- **Available data**
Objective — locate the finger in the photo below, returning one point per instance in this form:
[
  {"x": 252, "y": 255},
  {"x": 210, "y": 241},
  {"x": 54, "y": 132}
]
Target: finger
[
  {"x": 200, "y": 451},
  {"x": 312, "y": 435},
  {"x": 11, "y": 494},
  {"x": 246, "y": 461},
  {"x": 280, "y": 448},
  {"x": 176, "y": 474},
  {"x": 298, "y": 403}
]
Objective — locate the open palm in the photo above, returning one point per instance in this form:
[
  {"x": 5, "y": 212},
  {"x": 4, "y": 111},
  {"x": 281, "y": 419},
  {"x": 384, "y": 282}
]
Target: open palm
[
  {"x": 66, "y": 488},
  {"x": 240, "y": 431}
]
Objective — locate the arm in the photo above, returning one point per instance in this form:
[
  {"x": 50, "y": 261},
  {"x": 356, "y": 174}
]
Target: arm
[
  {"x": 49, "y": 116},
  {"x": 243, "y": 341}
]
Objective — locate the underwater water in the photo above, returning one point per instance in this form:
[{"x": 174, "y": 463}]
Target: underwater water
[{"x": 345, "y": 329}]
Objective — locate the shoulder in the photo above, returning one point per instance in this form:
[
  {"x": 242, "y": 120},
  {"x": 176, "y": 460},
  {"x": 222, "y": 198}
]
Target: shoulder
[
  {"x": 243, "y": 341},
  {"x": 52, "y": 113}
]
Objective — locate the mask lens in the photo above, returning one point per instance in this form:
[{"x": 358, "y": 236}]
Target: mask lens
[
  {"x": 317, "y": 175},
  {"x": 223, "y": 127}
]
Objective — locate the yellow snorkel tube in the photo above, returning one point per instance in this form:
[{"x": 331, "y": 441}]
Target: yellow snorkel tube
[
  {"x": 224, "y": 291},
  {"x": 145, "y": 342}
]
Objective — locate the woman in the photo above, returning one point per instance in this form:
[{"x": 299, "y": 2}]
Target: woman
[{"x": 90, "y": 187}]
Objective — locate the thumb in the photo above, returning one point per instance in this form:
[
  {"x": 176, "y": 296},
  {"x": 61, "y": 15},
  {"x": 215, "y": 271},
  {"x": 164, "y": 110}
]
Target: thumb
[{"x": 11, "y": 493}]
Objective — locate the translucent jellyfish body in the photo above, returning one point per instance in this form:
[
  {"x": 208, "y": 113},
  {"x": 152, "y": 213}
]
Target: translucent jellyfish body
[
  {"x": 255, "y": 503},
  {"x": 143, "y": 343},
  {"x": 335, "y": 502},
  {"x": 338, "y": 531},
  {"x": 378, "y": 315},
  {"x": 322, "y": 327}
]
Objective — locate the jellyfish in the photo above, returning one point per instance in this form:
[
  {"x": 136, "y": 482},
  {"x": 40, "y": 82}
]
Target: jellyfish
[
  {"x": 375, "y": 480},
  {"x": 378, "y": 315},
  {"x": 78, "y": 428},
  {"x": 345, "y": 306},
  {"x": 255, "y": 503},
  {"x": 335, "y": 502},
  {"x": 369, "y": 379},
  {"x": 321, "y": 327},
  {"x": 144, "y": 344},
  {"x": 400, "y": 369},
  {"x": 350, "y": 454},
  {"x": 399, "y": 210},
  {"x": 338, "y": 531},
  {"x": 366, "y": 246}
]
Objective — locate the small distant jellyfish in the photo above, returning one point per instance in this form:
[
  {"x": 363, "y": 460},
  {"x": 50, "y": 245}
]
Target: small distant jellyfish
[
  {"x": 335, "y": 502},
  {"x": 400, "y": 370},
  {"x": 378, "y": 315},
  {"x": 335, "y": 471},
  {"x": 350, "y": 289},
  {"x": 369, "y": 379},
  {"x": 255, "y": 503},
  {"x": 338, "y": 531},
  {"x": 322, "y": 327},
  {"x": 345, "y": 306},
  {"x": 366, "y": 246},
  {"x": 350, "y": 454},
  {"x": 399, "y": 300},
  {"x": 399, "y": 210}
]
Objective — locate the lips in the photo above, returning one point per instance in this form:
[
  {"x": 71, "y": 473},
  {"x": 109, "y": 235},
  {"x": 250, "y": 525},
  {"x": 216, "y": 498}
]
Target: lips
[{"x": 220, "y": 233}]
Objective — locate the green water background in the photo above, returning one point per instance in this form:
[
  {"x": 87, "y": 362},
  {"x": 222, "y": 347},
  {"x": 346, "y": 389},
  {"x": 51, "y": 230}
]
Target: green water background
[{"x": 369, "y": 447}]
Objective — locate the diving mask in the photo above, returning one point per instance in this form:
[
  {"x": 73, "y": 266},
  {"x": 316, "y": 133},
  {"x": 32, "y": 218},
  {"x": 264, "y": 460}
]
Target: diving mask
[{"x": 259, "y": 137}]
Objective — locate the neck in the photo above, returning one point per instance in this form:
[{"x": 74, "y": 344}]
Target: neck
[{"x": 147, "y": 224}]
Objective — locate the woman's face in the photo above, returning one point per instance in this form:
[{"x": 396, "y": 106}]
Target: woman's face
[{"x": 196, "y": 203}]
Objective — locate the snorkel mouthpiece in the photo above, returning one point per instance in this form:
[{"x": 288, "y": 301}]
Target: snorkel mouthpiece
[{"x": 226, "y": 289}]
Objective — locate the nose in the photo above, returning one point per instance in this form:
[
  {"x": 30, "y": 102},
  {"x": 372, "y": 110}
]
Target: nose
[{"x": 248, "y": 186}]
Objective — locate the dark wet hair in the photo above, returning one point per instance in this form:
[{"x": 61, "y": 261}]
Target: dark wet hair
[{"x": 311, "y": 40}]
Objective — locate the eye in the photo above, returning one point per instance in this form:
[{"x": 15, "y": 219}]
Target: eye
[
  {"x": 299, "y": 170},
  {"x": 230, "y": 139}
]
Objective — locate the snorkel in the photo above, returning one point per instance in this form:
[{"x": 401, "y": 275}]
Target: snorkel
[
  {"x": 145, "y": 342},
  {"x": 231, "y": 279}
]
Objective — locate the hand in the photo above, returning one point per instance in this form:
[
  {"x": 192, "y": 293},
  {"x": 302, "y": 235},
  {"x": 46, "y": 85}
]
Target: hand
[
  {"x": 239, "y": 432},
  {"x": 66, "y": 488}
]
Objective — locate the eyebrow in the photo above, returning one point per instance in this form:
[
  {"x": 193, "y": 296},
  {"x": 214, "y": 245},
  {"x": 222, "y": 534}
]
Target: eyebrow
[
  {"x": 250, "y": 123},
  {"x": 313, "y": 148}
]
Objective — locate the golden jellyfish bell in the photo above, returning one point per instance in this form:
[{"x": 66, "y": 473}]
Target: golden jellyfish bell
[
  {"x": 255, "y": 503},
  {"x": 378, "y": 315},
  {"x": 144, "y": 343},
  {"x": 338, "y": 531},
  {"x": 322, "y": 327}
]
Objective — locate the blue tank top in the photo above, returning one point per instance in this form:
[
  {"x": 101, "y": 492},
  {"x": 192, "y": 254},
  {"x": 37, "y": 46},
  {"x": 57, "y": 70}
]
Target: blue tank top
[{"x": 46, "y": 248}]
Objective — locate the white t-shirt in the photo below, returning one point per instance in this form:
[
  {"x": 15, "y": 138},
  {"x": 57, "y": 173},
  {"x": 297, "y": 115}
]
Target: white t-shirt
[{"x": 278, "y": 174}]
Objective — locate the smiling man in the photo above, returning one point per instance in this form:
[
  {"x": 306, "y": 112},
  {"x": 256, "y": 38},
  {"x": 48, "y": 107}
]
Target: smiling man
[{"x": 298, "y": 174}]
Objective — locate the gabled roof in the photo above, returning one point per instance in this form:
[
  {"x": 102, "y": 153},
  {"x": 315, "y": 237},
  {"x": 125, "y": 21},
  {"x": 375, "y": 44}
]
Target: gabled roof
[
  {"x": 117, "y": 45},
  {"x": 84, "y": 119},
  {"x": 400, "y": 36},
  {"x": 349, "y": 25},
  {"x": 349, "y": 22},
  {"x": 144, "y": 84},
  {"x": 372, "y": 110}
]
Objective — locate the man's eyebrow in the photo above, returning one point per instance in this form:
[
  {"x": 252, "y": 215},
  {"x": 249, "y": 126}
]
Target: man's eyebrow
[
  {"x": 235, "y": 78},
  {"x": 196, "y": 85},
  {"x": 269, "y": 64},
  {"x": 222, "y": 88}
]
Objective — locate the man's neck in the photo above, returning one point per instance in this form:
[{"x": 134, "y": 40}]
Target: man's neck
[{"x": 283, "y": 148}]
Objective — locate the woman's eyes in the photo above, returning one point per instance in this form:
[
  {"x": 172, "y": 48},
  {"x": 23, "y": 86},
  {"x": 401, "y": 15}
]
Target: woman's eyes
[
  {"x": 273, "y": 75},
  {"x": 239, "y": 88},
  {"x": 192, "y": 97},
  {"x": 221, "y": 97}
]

- **Aim of the exercise**
Exactly the lines running from the top of the records to the line that contains "Objective — locate the mask", inclusive, must be set down, and nothing more.

- **Written reply**
Objective — locate the finger in the photo below, returning one point per instance in this form:
[
  {"x": 252, "y": 255},
  {"x": 210, "y": 241},
  {"x": 54, "y": 132}
]
Target: finger
[
  {"x": 200, "y": 451},
  {"x": 312, "y": 435},
  {"x": 11, "y": 494},
  {"x": 246, "y": 461},
  {"x": 280, "y": 448},
  {"x": 176, "y": 474},
  {"x": 298, "y": 403}
]
Objective — locate the open palm in the photo above, returning one point per instance in this form:
[
  {"x": 5, "y": 212},
  {"x": 4, "y": 111},
  {"x": 281, "y": 419},
  {"x": 384, "y": 282}
]
Target: open palm
[
  {"x": 66, "y": 488},
  {"x": 240, "y": 431}
]
Objective — locate the arm in the photo above, returning one point per instance in this form:
[
  {"x": 50, "y": 261},
  {"x": 356, "y": 174}
]
Target: arm
[
  {"x": 49, "y": 116},
  {"x": 243, "y": 341}
]
Objective — locate the underwater water in the photo above, returning one point per instance in this form:
[{"x": 174, "y": 463}]
Target: underwater water
[{"x": 345, "y": 329}]
Objective — locate the shoulder in the photo above, returning one point per instance in this form:
[
  {"x": 242, "y": 120},
  {"x": 176, "y": 460},
  {"x": 222, "y": 198}
]
Target: shoulder
[
  {"x": 243, "y": 341},
  {"x": 52, "y": 113}
]
Objective — locate the mask lens in the photo above, returning one point per instance in this form:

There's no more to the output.